Collection entries:
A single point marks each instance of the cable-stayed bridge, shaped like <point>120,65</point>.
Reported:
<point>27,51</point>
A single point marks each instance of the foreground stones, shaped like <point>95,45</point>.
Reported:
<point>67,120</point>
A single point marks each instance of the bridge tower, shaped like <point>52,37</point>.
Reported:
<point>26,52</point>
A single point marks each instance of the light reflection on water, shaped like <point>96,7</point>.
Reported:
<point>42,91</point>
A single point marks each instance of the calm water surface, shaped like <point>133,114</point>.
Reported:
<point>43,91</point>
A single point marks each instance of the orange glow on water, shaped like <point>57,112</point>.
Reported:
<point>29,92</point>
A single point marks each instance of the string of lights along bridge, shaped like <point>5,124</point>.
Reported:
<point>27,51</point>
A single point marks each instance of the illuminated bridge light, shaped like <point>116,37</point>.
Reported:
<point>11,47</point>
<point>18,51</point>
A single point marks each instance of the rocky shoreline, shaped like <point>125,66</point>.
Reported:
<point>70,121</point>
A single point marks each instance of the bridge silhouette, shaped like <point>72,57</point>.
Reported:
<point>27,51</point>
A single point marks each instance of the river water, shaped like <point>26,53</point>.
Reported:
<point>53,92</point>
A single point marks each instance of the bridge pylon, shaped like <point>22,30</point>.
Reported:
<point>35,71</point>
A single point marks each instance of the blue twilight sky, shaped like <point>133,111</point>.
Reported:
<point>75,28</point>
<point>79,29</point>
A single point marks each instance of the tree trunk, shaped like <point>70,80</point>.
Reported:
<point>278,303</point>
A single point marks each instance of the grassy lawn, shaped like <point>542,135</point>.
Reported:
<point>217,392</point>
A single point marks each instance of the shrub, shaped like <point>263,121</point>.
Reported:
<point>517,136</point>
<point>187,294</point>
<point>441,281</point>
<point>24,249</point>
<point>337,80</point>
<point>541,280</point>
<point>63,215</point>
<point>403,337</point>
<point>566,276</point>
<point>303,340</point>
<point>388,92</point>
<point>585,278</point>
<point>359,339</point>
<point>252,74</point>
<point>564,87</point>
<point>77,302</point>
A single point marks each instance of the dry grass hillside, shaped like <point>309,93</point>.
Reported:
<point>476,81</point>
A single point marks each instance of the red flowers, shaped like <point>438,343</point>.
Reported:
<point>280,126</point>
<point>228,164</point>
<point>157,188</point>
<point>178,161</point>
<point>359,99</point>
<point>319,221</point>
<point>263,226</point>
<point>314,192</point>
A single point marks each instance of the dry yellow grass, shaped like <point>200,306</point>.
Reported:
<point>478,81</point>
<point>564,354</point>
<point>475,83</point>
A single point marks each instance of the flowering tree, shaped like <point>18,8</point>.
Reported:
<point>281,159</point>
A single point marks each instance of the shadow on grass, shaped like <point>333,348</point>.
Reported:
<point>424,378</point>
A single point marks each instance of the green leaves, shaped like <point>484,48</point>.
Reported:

__TASK DETAILS__
Please copy the data verbatim from the line containing "A single point marks each instance of the foreground" through the line containing "<point>26,52</point>", including both of those lines.

__SOLUTION FOR THIS PROBLEM__
A single point marks each instance of the foreground stones, shaped like <point>95,45</point>.
Reported:
<point>67,120</point>
A single point marks each instance of the bridge tower, shaped like <point>52,37</point>.
Reported:
<point>26,52</point>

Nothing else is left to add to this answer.